Another goal of this story is to invite people to think more about to what extent currently applied techniques in software construction are completely unknown with respect to their risks. The name of this story, the 10 feet steel plate, might also be used as a metaphor in software construction as a technique that probably implies a very high risk and that comes with a lot of promises where it is unclear (and maybe even unprobable) whether it is able to keep any of these promises.

The right steps to prevent us from building software with 10 feet steel plates is to start doing observations. Not singular ones, but a large number of observations in controlled environments. These observations will lead to knowledge. And without such knowledge software construction will remain a mystique field full of wild ideas that in the end lead to houses constructed with 10 feet steel plates and an amazing number of houses that simply crash.

4 Acknowledgement

I would like to thank all the students that participated in the discussions about the 10 feet steel plate and mostly those students who were reluctant to accept the story as a valid analogy and who argued about the absurdity of the analogy.

Footnotes

**1 It needs to be mentioned that Vince is a software developer and software developers have from time to time the tendency to build things on their own from scratch.

**2 It is not completely clear where this interest interest comes from, but at least some first approaches exist to find possible explanations (see the great survey by Meyerovich and Rabkin for such possible explanations [3].

**3 The goal is not to repeat here the arguments of experimentation and falsification in software engineering. In case the reader is still interested in that, a different article discusses that in more detail (see [2]).

**4 Probably the reader has now the tendency to think that this discussion finally leads to the killing of all inventions. This is definitively not the goal. I come back to this objection in section 3. 

**5 The essay by Andreas Stefik and me speaks about the problem of unknown costs and unreliable statements about possible benefits of programming languages in the programming language community (see [4]).

**6 In fact, this question has not been studied so far in detail, but at least there are studies such as the one by Emam and Koru [1] that give first hints about how often software projects actually fail.

**7 The funny thing about this argument is, that in the 90s the software community was massivly interested in the works by Christopher Alexander, an architect that actually built houses. At that time, software developers rather spoke about the parallels between house construction and software construction -- which in the end led to the works on software patterns.

**8 In fact, observing the memory consumption at runtime is far from being trivial, but it would lead to far to discuss that here.

**Extracted material:**
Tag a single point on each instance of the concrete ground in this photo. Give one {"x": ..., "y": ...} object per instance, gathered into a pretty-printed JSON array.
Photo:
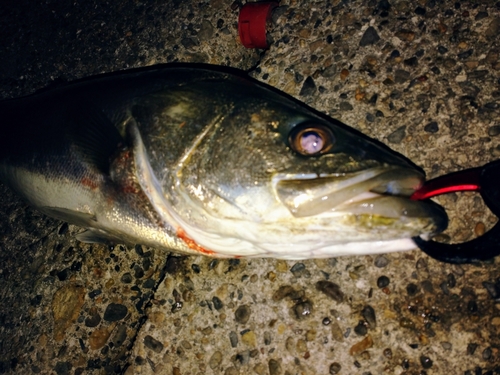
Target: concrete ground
[{"x": 422, "y": 77}]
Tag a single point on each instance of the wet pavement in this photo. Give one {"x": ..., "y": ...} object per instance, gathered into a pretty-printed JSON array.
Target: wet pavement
[{"x": 422, "y": 77}]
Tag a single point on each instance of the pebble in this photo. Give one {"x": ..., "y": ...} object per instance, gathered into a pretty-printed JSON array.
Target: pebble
[
  {"x": 302, "y": 309},
  {"x": 298, "y": 269},
  {"x": 217, "y": 303},
  {"x": 215, "y": 360},
  {"x": 487, "y": 353},
  {"x": 398, "y": 135},
  {"x": 99, "y": 337},
  {"x": 308, "y": 88},
  {"x": 287, "y": 291},
  {"x": 383, "y": 281},
  {"x": 337, "y": 334},
  {"x": 63, "y": 368},
  {"x": 361, "y": 346},
  {"x": 361, "y": 329},
  {"x": 471, "y": 348},
  {"x": 412, "y": 289},
  {"x": 120, "y": 335},
  {"x": 344, "y": 73},
  {"x": 242, "y": 314},
  {"x": 479, "y": 229},
  {"x": 407, "y": 323},
  {"x": 369, "y": 37},
  {"x": 369, "y": 314},
  {"x": 249, "y": 338},
  {"x": 93, "y": 320},
  {"x": 412, "y": 61},
  {"x": 332, "y": 290},
  {"x": 426, "y": 362},
  {"x": 381, "y": 261},
  {"x": 115, "y": 312},
  {"x": 274, "y": 367},
  {"x": 66, "y": 305},
  {"x": 401, "y": 76},
  {"x": 126, "y": 278},
  {"x": 493, "y": 289},
  {"x": 388, "y": 353},
  {"x": 406, "y": 35},
  {"x": 493, "y": 28},
  {"x": 153, "y": 344},
  {"x": 233, "y": 339},
  {"x": 431, "y": 127},
  {"x": 335, "y": 368}
]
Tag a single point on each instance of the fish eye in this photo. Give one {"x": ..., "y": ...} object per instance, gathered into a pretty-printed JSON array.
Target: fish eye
[{"x": 311, "y": 139}]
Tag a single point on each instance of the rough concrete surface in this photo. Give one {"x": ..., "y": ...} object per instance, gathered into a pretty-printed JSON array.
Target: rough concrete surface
[{"x": 421, "y": 76}]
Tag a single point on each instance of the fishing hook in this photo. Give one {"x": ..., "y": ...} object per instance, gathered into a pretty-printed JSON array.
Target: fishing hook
[{"x": 486, "y": 181}]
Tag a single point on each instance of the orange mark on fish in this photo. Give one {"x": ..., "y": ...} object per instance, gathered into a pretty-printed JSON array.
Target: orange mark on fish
[
  {"x": 181, "y": 234},
  {"x": 88, "y": 182}
]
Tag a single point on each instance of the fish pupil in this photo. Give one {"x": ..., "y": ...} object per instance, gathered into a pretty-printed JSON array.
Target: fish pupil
[{"x": 311, "y": 142}]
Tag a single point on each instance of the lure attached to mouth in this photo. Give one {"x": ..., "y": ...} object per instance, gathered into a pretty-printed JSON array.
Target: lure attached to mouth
[{"x": 202, "y": 159}]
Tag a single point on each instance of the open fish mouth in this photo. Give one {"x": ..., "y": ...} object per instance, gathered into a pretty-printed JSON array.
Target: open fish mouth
[{"x": 383, "y": 192}]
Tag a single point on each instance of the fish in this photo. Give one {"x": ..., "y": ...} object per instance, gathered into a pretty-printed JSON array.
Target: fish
[{"x": 200, "y": 159}]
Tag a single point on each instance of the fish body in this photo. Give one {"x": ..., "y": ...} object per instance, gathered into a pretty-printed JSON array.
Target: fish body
[{"x": 201, "y": 159}]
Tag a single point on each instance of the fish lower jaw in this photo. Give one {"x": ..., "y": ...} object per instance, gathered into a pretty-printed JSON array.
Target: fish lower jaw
[{"x": 234, "y": 238}]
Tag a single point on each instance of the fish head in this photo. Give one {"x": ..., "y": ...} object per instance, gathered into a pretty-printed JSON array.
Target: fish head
[{"x": 283, "y": 180}]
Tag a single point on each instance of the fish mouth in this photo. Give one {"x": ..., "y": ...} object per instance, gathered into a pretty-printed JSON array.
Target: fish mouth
[{"x": 383, "y": 192}]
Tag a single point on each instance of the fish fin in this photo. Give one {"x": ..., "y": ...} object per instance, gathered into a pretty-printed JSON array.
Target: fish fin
[
  {"x": 96, "y": 138},
  {"x": 81, "y": 219}
]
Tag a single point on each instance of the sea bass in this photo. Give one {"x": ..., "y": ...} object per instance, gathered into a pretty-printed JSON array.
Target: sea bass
[{"x": 205, "y": 160}]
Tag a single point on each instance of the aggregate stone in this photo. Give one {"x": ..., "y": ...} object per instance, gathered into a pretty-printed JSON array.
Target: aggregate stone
[
  {"x": 308, "y": 88},
  {"x": 242, "y": 314},
  {"x": 370, "y": 36},
  {"x": 431, "y": 127},
  {"x": 331, "y": 289},
  {"x": 44, "y": 42},
  {"x": 398, "y": 135},
  {"x": 115, "y": 312},
  {"x": 153, "y": 344}
]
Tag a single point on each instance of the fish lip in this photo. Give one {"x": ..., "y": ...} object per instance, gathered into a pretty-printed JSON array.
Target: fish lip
[{"x": 311, "y": 194}]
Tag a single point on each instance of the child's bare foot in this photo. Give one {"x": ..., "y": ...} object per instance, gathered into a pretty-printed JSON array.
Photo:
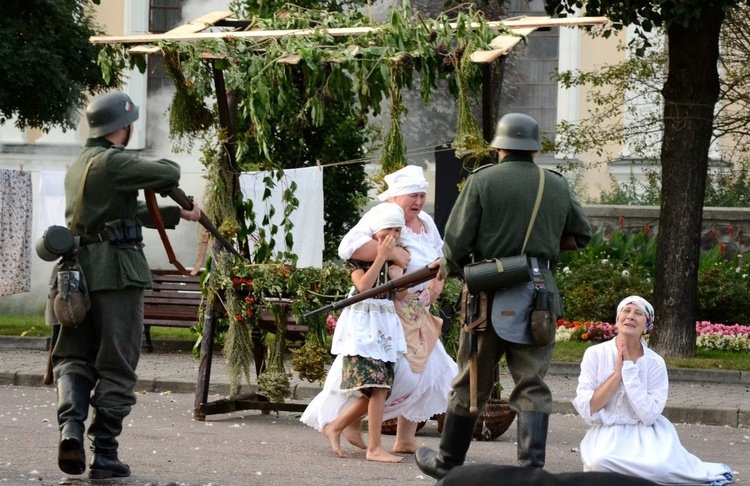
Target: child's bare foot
[
  {"x": 335, "y": 439},
  {"x": 406, "y": 447},
  {"x": 353, "y": 434},
  {"x": 381, "y": 455}
]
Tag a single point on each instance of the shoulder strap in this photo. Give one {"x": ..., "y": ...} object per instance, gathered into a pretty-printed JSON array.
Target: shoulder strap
[
  {"x": 153, "y": 210},
  {"x": 79, "y": 201},
  {"x": 538, "y": 201}
]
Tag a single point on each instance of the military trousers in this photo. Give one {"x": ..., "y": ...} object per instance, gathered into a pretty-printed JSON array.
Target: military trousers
[
  {"x": 527, "y": 364},
  {"x": 105, "y": 348}
]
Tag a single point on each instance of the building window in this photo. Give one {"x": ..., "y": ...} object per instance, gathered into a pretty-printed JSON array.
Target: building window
[{"x": 530, "y": 68}]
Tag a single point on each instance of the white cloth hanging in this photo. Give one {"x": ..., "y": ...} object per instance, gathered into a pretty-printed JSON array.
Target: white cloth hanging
[
  {"x": 51, "y": 200},
  {"x": 16, "y": 210},
  {"x": 308, "y": 219}
]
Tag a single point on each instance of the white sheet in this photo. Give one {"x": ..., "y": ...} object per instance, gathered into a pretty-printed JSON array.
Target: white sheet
[{"x": 308, "y": 219}]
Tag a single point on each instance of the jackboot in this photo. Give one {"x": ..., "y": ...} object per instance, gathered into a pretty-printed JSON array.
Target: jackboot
[
  {"x": 105, "y": 427},
  {"x": 532, "y": 438},
  {"x": 455, "y": 440},
  {"x": 73, "y": 394}
]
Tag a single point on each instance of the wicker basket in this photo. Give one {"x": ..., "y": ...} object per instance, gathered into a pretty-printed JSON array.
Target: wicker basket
[
  {"x": 389, "y": 426},
  {"x": 494, "y": 421}
]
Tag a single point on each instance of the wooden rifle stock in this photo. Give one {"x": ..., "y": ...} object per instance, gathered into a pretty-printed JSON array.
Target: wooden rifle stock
[
  {"x": 186, "y": 202},
  {"x": 408, "y": 280}
]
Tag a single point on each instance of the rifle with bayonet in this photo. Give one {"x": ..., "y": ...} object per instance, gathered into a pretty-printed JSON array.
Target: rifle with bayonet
[
  {"x": 186, "y": 202},
  {"x": 409, "y": 280}
]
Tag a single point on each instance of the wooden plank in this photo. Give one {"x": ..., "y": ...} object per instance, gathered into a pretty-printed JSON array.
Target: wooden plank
[
  {"x": 502, "y": 45},
  {"x": 192, "y": 26},
  {"x": 258, "y": 35}
]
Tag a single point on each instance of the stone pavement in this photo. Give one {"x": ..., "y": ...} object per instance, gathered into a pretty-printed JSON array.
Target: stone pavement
[{"x": 710, "y": 397}]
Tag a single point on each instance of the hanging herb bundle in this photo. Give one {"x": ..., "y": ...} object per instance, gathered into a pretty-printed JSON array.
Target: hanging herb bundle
[
  {"x": 469, "y": 144},
  {"x": 188, "y": 114},
  {"x": 310, "y": 360},
  {"x": 393, "y": 156},
  {"x": 238, "y": 348},
  {"x": 274, "y": 382}
]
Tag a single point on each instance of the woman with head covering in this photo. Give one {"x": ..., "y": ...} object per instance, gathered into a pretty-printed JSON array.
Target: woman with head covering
[
  {"x": 423, "y": 376},
  {"x": 368, "y": 340},
  {"x": 622, "y": 391}
]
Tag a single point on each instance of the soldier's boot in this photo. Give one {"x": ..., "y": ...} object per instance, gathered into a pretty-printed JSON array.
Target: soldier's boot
[
  {"x": 455, "y": 440},
  {"x": 532, "y": 438},
  {"x": 73, "y": 394},
  {"x": 104, "y": 429}
]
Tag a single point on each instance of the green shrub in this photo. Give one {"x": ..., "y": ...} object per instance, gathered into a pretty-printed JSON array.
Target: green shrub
[
  {"x": 592, "y": 291},
  {"x": 593, "y": 280}
]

**Required action:** From the 10 feet steel plate essay above, set down verbatim the passage between "4 Acknowledgement" and "of the analogy.", inclusive.

**Output for this task:**
4 Acknowledgement

I would like to thank all the students that participated in the discussions about the 10 feet steel plate and mostly those students who were reluctant to accept the story as a valid analogy and who argued about the absurdity of the analogy.